ABOUT THIS EXERCISE:
Every line of the records below from the line with "of the framed" up to and including the line with "of the chandelier" must be reproduced exactly, and no line outside that range.

TASK MATERIAL below:

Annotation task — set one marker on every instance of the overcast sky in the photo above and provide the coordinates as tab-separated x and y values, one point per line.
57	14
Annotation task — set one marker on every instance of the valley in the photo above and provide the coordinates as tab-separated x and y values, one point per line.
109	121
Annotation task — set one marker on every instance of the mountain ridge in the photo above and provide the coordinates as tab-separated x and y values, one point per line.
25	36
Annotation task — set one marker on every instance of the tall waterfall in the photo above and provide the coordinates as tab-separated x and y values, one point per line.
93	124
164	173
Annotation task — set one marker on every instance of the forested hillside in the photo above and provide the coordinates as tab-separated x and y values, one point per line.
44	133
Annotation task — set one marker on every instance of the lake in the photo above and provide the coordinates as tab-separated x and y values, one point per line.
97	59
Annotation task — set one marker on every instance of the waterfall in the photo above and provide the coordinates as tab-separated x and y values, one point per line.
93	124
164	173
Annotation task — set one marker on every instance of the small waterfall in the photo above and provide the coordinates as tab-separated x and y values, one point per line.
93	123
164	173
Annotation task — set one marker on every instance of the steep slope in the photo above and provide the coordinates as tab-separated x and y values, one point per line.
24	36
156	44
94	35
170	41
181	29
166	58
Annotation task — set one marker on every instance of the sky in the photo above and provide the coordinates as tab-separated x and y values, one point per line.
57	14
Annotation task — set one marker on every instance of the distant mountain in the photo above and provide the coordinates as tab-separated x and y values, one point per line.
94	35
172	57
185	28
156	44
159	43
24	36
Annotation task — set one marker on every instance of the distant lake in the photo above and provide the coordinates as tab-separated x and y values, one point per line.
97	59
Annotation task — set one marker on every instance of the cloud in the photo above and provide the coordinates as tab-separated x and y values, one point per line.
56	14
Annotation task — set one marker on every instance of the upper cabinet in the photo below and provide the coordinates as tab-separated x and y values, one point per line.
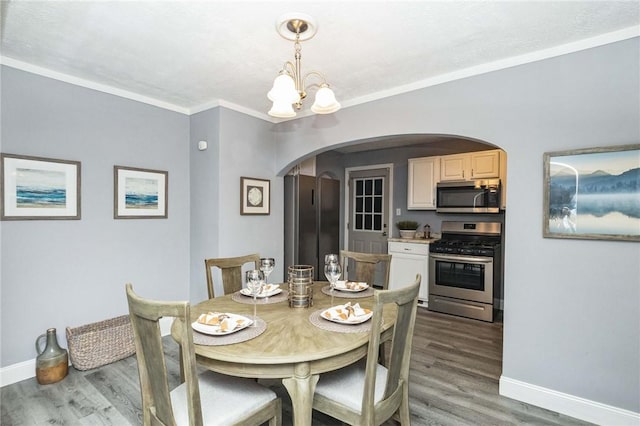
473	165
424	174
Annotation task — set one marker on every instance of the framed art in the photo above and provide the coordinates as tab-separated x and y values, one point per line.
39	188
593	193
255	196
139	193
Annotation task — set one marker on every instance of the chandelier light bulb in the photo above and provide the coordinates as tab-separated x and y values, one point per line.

End of TASK MATERIAL.
TASK MATERIAL below:

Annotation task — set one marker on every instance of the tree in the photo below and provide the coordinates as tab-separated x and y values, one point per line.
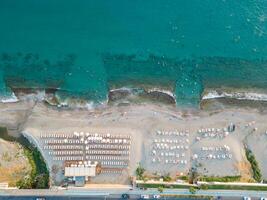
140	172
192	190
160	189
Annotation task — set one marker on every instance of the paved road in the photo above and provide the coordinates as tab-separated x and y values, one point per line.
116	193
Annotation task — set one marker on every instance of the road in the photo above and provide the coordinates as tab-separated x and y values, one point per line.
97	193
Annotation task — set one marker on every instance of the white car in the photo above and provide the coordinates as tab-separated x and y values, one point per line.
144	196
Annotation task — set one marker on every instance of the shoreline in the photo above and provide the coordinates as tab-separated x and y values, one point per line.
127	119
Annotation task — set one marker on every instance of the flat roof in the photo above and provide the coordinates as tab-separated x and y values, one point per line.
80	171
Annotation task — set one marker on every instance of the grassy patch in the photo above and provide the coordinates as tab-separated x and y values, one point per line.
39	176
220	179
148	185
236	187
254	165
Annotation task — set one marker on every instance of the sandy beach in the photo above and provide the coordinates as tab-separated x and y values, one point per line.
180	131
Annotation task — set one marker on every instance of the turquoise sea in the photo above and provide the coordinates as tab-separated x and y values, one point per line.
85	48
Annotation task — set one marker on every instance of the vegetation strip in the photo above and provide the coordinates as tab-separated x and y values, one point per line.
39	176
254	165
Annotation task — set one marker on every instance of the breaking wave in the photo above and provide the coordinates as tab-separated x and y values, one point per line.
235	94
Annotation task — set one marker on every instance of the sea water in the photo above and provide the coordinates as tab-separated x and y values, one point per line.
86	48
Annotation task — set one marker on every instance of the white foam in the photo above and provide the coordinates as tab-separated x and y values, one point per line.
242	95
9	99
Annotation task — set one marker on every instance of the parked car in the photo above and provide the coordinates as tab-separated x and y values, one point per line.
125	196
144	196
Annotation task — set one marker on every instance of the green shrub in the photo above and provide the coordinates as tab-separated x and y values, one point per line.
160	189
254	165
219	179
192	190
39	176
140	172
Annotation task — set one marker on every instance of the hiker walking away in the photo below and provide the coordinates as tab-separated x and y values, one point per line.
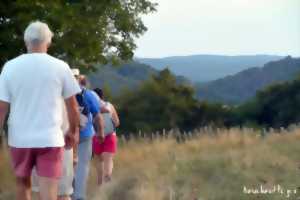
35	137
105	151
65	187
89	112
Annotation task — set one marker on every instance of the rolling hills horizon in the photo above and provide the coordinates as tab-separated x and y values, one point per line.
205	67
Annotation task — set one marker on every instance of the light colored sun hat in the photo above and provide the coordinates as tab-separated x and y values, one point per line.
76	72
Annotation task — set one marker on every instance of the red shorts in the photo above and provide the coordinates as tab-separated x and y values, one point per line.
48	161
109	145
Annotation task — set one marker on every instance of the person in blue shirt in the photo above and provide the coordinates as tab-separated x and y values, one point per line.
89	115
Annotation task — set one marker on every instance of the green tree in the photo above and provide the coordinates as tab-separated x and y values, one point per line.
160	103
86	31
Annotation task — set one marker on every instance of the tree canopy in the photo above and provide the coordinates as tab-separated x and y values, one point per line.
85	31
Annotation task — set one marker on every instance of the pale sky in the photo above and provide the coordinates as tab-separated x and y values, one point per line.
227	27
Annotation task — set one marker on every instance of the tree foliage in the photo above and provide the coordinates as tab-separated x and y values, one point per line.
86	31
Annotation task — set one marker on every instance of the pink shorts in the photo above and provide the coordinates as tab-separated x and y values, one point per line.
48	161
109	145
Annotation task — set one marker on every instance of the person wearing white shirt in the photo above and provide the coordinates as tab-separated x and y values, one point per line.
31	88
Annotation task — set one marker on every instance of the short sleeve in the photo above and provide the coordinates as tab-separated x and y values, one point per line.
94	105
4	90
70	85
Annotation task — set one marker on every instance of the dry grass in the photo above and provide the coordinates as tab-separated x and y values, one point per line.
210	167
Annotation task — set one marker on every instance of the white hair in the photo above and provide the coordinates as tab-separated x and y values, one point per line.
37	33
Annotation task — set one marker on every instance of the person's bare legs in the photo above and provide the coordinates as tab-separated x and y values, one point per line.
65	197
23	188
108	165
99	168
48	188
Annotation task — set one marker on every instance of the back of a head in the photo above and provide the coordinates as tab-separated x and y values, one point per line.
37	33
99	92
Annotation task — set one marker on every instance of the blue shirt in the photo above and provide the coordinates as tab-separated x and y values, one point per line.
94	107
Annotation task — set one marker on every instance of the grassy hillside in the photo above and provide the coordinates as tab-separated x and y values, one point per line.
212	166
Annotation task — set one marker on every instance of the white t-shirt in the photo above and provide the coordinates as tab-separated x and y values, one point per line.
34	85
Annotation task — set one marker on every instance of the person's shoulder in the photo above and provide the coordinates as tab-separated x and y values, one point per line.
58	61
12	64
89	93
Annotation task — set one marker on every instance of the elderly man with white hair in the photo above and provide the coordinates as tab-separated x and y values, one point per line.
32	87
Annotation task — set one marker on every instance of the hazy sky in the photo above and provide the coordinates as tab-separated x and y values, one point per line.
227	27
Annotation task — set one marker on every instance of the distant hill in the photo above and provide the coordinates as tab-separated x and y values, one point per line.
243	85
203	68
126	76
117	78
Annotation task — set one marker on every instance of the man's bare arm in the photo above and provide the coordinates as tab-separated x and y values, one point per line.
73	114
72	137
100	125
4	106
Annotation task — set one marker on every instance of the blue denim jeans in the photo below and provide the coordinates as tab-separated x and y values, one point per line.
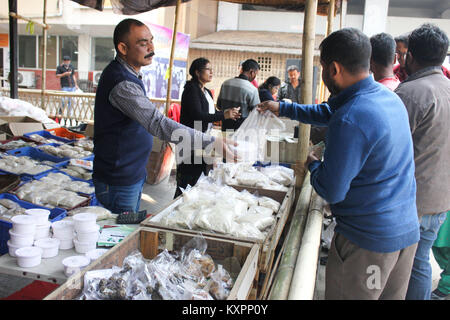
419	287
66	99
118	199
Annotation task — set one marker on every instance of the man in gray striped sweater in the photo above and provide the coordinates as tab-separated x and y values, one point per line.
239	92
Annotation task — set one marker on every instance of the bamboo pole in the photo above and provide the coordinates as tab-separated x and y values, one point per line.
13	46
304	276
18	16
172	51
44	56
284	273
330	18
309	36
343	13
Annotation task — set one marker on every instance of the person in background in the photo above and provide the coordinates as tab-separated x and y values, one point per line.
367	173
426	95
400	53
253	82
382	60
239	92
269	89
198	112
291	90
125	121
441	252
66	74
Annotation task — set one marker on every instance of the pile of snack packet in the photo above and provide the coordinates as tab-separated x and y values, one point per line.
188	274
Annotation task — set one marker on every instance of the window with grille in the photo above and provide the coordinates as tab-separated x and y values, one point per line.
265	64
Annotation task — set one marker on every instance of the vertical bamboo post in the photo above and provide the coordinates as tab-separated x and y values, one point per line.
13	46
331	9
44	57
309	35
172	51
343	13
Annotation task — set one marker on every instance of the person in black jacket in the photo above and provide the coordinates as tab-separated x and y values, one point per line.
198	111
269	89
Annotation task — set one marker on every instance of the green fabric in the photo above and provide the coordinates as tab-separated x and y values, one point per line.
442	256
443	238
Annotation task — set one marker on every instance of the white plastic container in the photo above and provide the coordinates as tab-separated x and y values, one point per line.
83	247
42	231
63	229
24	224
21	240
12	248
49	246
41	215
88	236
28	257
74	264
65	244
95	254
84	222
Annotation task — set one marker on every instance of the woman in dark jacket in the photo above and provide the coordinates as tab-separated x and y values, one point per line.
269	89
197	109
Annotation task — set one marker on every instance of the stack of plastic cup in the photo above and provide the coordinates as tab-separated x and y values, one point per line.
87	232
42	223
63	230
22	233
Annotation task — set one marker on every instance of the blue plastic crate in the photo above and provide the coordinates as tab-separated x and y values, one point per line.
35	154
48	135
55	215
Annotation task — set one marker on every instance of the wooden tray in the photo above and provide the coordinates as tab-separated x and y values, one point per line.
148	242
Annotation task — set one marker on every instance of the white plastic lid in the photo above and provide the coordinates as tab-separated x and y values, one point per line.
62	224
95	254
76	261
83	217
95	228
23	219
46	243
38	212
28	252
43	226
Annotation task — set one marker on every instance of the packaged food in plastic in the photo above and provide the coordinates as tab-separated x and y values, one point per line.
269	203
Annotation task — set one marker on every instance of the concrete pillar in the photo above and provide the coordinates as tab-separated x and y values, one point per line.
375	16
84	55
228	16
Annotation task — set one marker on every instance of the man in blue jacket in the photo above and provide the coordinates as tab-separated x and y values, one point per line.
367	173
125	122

End of TASK MATERIAL.

EXPECTED ANSWER:
Annotation task — set one marker on every instance of the framed art in the photo above and provide the coordinates as tab-separated x and y values, one point per line.
39	188
593	193
255	196
139	193
Annotation task — set one marker on every instance of the chandelier light bulb in the photo above and provide the coordinates as tab-separated x and y values, one point per line.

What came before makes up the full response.